[Stored records]
◇ ◇ ◇ ◇ ◇
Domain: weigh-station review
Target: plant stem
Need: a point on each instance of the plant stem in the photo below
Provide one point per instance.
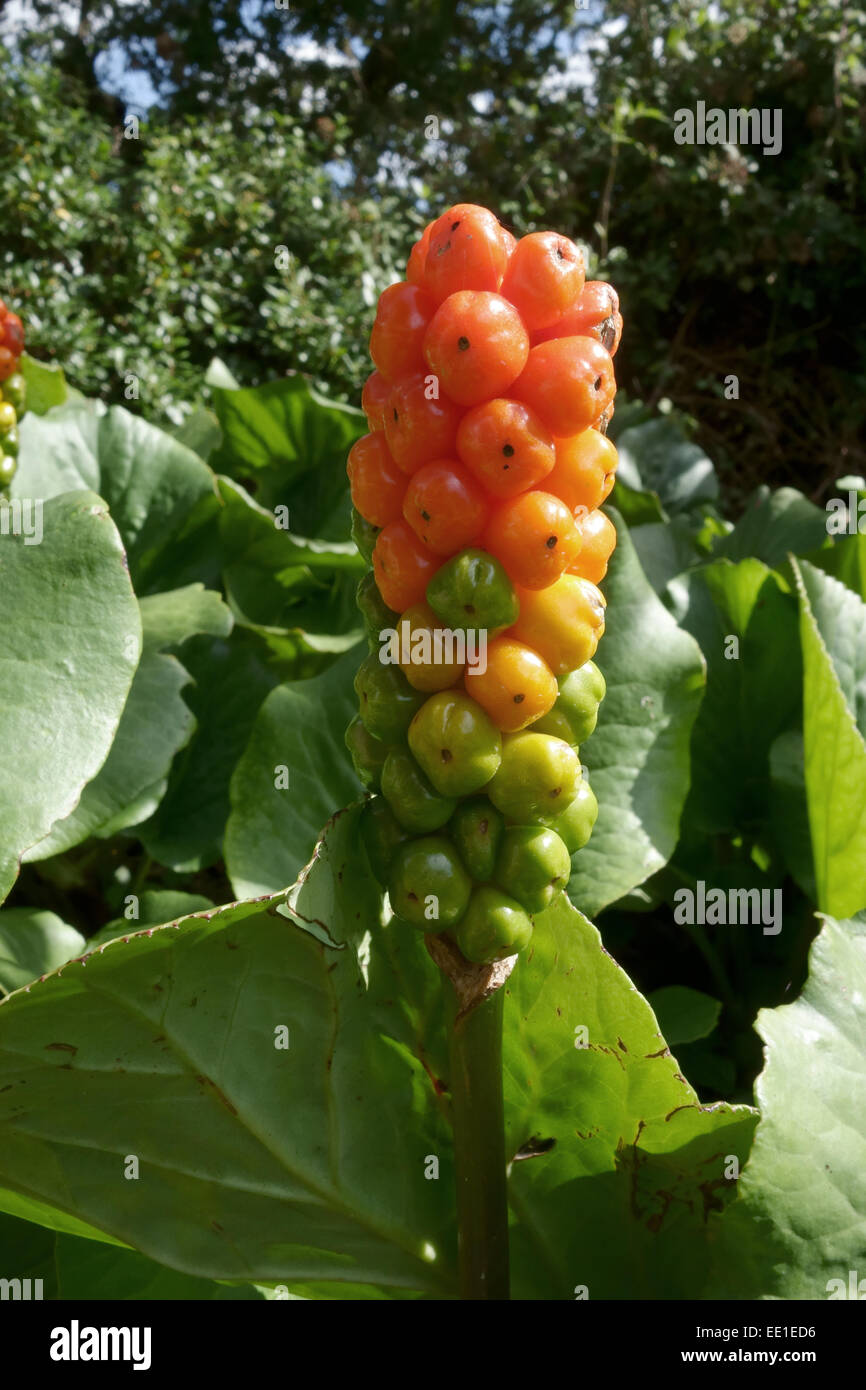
(478, 1119)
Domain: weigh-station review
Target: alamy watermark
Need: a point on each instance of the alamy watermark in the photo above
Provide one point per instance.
(736, 906)
(433, 647)
(21, 516)
(759, 127)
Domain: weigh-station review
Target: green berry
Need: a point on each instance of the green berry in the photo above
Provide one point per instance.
(364, 534)
(413, 799)
(427, 883)
(538, 774)
(456, 742)
(473, 591)
(385, 698)
(533, 866)
(476, 829)
(369, 754)
(574, 823)
(574, 713)
(381, 834)
(494, 926)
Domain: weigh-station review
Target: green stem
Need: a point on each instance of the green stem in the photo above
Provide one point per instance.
(478, 1119)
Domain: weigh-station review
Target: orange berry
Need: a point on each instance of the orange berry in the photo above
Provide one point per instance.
(598, 542)
(584, 471)
(516, 687)
(569, 381)
(466, 250)
(534, 537)
(417, 428)
(9, 363)
(563, 623)
(433, 666)
(402, 566)
(417, 256)
(396, 342)
(506, 446)
(476, 345)
(445, 506)
(376, 481)
(374, 399)
(591, 316)
(544, 278)
(11, 334)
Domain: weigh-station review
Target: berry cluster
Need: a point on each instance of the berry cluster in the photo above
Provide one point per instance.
(477, 499)
(13, 391)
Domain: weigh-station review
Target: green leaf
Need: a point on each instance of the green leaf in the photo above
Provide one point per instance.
(665, 551)
(684, 1014)
(46, 384)
(34, 943)
(638, 755)
(153, 908)
(149, 481)
(847, 562)
(170, 619)
(747, 626)
(200, 432)
(70, 640)
(154, 726)
(658, 458)
(230, 681)
(273, 829)
(635, 508)
(619, 1200)
(790, 809)
(128, 787)
(833, 635)
(799, 1219)
(773, 526)
(257, 1162)
(284, 426)
(75, 1268)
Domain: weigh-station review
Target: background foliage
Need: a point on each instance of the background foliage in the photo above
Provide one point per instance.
(307, 128)
(221, 648)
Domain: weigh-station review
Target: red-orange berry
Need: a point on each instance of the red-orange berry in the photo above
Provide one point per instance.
(595, 314)
(11, 334)
(516, 687)
(544, 278)
(534, 537)
(420, 424)
(506, 446)
(584, 471)
(396, 342)
(598, 542)
(466, 250)
(374, 399)
(445, 506)
(569, 382)
(417, 257)
(376, 481)
(477, 345)
(402, 566)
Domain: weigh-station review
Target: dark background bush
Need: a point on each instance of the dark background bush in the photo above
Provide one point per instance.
(307, 128)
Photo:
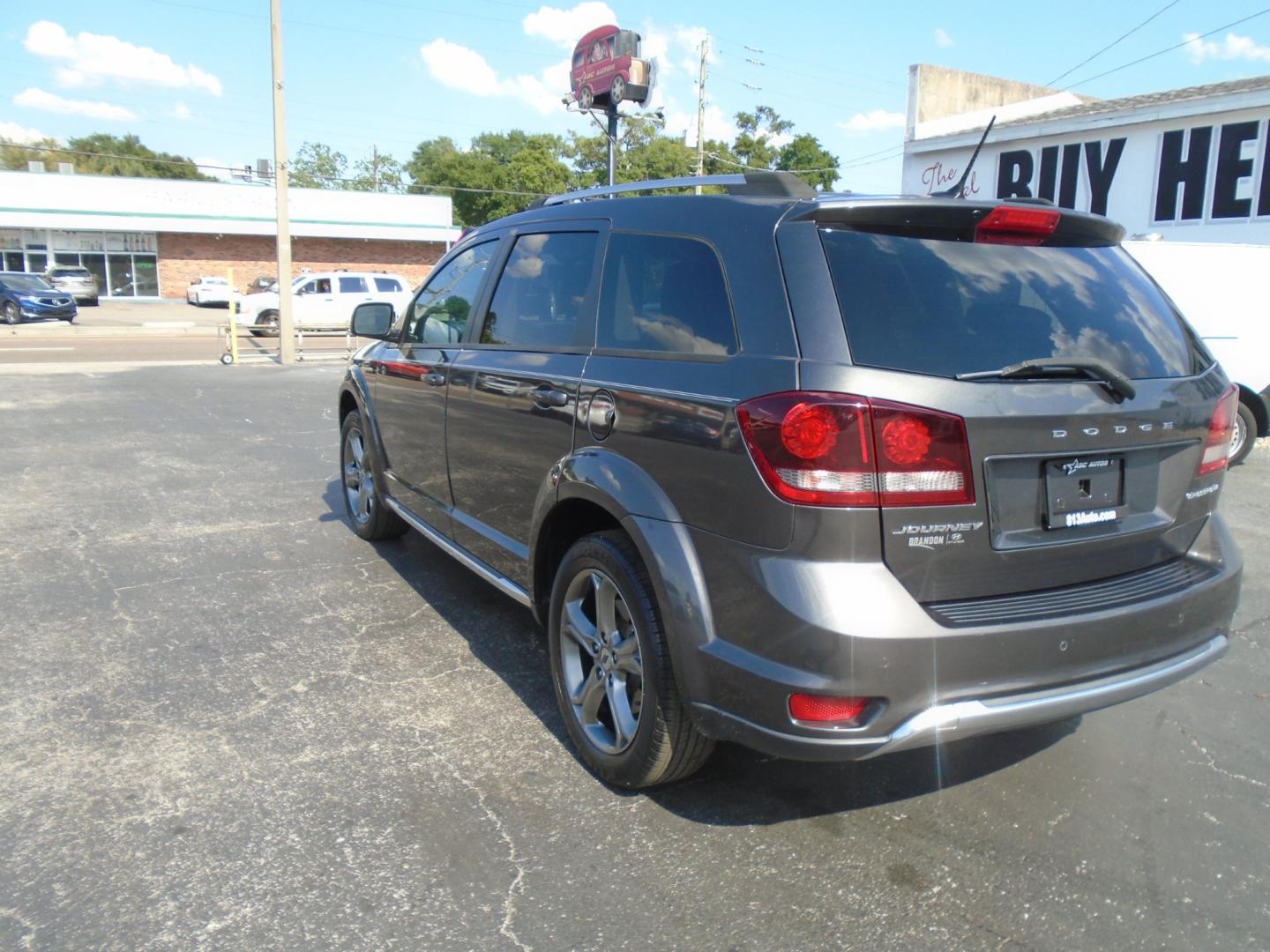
◇ ◇ ◇ ◇ ◇
→ **Given task**: Count how many lines in the records above contain the string "dark", treating uppercase and lowercase as different, and reply with only that number.

→ **The solution**: 2